== Work required ==
Filter the lines below, copying only those with the string "distant".

(Point-per-instance localization data)
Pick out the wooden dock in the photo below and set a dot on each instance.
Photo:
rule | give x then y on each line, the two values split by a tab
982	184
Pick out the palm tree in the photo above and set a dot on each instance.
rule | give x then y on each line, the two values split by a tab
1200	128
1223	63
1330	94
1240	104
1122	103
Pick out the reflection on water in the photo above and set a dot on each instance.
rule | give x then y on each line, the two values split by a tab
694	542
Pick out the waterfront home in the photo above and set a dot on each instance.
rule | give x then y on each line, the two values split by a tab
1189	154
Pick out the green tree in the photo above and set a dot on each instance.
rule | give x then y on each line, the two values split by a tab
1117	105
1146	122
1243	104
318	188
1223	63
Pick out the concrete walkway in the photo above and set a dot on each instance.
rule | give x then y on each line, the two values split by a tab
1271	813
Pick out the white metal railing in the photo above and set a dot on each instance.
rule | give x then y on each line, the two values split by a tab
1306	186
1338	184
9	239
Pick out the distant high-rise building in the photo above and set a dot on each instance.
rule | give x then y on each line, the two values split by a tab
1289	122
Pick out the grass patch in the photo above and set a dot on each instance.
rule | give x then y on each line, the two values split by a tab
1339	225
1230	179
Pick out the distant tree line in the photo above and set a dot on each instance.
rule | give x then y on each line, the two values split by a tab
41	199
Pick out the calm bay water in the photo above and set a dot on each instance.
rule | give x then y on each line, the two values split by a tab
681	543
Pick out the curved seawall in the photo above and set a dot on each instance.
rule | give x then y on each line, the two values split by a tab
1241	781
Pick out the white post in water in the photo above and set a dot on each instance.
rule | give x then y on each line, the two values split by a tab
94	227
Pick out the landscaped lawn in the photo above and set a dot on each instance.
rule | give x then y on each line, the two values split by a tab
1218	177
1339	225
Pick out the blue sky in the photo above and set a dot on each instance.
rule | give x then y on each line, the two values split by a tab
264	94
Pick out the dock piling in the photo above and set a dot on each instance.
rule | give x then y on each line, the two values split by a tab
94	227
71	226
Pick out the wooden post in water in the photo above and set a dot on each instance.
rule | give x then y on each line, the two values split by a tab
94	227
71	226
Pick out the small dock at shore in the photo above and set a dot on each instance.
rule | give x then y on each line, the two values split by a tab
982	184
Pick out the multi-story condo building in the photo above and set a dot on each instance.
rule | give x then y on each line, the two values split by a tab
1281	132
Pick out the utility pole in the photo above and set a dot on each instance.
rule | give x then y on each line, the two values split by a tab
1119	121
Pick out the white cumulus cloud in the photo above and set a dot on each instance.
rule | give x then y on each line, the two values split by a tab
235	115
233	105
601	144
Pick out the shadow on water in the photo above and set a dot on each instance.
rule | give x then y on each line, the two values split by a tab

== Written solution ==
Pick out the distant high-rise building in the photo above and set a dot on each instance.
Pick out the distant tree line in the photo above and set a dot on each instance.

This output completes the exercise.